=== EXERCISE OBJECTIVE ===
If a line in the data has the string "plant", please show it.

=== Point-per-instance localization data ===
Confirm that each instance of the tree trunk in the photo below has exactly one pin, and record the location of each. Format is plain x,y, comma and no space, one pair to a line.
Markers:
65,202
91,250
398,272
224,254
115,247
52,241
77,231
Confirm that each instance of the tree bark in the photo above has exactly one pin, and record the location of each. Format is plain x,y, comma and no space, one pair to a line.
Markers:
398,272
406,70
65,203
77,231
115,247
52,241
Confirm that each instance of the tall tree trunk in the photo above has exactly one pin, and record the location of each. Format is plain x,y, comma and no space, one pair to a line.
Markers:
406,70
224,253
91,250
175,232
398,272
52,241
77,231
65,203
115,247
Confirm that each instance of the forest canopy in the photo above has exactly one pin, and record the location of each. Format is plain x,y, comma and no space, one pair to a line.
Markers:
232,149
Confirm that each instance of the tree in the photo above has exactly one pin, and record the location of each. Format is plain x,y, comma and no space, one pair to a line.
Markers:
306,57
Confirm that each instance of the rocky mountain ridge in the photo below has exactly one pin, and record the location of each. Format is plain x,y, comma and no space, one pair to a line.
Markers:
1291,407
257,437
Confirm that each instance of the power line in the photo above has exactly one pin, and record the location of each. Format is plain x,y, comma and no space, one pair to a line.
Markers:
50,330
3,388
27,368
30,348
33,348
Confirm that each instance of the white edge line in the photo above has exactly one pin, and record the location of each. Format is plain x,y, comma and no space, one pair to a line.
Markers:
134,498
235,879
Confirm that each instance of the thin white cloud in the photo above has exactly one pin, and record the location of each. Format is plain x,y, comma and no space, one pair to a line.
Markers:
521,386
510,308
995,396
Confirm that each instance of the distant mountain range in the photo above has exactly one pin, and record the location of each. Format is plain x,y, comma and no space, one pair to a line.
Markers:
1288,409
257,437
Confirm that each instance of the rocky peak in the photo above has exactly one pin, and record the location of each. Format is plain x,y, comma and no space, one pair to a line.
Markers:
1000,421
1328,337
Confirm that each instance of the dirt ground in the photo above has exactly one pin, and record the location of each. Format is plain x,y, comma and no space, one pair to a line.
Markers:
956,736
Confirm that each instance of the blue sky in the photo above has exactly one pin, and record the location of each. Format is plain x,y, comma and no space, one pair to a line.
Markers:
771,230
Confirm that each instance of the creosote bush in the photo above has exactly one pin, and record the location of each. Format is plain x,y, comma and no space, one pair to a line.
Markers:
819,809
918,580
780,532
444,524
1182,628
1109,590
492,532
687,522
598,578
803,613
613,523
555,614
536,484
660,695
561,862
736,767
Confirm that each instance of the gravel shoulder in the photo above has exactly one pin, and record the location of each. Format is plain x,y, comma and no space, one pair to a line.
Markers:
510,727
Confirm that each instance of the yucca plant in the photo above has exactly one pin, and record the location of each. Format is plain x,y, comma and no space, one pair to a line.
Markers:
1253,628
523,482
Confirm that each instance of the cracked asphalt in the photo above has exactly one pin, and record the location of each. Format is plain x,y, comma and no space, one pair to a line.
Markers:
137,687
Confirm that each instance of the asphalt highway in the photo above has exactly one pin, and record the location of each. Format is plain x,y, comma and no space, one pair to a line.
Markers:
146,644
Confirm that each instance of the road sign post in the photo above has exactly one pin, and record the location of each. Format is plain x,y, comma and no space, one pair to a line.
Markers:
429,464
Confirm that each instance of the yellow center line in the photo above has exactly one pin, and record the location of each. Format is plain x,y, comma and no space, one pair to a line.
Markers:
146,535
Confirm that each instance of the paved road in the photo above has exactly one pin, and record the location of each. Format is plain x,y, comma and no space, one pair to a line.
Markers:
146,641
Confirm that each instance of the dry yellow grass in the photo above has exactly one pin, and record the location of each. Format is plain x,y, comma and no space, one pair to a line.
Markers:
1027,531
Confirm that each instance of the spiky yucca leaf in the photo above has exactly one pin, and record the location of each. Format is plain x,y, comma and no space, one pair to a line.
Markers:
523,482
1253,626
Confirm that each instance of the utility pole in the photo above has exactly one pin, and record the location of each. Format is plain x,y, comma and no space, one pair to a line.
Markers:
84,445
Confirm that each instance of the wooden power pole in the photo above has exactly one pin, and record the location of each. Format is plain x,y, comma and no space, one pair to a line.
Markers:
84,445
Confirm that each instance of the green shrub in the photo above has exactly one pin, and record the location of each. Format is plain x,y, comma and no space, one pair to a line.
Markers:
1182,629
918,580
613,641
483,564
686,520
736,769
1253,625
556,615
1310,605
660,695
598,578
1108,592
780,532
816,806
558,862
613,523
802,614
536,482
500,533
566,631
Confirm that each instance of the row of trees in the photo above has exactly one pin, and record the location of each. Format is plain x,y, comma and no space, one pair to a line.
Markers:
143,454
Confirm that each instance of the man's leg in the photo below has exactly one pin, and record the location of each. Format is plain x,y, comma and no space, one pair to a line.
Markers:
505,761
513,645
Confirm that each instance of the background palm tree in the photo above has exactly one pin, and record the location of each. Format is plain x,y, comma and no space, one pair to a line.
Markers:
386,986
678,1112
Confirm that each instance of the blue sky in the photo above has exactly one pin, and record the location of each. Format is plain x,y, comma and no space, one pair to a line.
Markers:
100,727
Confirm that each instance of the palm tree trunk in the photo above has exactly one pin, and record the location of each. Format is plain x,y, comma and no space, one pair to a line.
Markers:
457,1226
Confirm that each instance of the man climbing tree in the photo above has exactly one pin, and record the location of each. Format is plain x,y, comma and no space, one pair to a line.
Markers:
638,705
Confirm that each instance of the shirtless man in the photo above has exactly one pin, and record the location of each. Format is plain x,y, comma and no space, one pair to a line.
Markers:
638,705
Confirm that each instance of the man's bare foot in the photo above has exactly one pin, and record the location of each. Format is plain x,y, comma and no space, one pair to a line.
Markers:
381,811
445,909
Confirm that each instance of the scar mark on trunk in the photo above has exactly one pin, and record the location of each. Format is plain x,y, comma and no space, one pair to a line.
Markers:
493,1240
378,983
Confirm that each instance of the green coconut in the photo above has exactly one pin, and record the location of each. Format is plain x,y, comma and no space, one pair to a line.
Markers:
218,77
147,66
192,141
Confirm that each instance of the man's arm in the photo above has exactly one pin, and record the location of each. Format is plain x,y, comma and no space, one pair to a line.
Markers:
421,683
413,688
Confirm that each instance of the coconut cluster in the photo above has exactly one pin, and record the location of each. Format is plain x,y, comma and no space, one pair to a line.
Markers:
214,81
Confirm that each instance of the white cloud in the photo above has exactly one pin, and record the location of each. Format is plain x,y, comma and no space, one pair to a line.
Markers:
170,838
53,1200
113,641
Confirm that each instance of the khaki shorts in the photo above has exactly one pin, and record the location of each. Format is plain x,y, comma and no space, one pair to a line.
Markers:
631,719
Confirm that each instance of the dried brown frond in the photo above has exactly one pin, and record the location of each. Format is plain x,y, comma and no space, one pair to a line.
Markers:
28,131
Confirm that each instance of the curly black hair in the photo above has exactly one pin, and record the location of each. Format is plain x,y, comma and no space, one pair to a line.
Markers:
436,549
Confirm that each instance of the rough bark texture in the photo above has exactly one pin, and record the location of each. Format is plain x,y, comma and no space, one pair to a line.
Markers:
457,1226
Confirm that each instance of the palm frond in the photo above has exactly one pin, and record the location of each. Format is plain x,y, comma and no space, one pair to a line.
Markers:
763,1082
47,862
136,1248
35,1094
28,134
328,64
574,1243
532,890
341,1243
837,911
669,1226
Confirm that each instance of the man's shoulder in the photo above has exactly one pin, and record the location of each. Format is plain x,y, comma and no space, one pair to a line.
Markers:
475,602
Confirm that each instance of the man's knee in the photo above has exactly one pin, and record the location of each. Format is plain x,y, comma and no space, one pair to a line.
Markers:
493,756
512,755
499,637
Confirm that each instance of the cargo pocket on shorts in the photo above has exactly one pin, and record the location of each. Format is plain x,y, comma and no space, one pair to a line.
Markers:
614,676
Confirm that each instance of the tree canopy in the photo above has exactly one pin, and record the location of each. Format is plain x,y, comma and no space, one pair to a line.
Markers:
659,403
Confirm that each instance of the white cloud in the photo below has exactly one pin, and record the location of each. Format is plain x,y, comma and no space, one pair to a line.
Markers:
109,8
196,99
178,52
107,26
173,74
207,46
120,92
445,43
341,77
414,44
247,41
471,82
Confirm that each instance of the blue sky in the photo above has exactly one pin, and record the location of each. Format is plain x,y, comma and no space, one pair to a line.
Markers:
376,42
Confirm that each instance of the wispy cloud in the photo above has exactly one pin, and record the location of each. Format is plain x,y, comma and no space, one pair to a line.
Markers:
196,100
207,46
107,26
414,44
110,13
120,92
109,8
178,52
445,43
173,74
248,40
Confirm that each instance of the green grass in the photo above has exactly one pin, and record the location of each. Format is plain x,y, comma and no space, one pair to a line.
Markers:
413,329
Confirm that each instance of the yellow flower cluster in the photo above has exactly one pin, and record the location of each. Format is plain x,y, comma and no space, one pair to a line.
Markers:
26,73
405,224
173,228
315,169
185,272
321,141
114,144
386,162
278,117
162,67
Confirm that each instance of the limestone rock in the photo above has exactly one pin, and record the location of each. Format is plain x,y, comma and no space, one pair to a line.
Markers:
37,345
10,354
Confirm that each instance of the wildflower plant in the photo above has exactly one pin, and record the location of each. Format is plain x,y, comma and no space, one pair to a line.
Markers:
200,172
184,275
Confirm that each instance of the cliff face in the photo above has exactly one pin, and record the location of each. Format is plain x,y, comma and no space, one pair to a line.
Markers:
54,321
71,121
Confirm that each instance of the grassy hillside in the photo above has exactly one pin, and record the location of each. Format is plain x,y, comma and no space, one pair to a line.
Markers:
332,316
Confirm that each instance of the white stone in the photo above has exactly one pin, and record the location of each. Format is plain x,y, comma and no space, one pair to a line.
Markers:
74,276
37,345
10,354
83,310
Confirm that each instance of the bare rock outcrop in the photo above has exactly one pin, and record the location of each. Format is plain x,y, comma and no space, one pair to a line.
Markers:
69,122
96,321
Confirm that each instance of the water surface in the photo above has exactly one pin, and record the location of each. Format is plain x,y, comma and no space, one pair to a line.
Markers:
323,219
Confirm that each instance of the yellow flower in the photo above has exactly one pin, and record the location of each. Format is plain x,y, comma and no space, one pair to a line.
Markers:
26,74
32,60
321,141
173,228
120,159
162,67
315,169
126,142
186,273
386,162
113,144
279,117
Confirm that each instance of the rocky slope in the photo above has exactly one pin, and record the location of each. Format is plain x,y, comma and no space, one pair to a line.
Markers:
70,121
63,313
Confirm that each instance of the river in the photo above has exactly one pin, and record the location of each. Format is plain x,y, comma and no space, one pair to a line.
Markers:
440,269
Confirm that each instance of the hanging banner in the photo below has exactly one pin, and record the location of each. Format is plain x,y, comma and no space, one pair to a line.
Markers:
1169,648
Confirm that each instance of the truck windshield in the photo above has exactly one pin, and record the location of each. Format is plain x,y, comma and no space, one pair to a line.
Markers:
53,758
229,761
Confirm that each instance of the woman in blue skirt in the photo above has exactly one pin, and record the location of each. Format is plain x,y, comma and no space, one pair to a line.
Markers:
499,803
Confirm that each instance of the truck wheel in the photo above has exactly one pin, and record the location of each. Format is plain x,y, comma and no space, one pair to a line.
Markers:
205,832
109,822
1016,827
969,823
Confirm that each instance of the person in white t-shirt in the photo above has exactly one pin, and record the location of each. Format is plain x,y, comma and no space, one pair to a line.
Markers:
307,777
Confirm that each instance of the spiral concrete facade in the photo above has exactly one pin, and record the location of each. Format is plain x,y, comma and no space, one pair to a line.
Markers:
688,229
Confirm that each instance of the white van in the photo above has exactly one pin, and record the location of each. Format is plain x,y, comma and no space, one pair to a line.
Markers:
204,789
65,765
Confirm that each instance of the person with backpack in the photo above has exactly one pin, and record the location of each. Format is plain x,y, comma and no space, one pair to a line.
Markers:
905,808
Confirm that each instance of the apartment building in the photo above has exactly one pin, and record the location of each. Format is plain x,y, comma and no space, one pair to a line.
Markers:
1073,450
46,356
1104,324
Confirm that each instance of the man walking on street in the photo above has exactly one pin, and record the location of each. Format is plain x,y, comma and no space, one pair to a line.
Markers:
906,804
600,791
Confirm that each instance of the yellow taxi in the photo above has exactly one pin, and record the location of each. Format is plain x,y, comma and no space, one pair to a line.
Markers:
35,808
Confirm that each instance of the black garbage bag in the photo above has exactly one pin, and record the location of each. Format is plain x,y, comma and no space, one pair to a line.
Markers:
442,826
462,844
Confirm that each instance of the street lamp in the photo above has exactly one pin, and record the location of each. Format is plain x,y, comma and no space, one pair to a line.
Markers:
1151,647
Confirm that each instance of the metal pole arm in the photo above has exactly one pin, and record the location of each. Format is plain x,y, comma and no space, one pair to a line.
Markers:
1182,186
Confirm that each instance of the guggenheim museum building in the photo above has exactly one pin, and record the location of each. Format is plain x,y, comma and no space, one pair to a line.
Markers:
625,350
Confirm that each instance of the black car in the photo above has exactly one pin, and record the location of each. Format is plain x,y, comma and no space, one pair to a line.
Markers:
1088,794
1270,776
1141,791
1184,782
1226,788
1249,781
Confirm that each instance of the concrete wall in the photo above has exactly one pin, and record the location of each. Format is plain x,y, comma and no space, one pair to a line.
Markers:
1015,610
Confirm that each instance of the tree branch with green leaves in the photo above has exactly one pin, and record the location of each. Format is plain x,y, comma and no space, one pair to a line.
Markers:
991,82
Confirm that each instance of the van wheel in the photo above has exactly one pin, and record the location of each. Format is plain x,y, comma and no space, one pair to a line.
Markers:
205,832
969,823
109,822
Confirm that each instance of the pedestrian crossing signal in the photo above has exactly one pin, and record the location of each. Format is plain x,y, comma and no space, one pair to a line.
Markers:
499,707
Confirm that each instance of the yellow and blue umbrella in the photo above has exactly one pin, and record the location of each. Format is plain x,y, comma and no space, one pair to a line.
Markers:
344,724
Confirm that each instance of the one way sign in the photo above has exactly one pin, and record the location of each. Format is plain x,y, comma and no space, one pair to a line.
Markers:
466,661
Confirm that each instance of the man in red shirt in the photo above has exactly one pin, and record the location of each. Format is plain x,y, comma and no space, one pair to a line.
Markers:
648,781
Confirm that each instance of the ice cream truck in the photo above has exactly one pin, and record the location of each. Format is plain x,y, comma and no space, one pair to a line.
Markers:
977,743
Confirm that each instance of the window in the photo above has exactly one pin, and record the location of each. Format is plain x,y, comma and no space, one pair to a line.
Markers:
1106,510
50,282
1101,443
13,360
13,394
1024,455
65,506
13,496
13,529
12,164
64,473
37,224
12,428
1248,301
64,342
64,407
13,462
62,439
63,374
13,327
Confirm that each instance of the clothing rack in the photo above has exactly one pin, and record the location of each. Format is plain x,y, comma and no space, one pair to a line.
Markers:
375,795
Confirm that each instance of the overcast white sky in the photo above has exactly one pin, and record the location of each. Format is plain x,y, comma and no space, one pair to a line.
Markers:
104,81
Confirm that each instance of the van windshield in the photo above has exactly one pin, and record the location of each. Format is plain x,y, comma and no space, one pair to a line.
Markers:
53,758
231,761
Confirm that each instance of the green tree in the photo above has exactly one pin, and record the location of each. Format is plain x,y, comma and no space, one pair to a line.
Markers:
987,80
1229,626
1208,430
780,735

=== RESULT OF THE TASK ===
Confirm that each instance of the yucca plant in the photo above has exactly one pin, and record the location of each. Format is plain x,y, comma and no space, one pair to a line.
Confirm that each instance of the wildflower plant in the photo above has exactly one pin, and record the location of each. Format is plain x,y, comma and no space, one pair to a line.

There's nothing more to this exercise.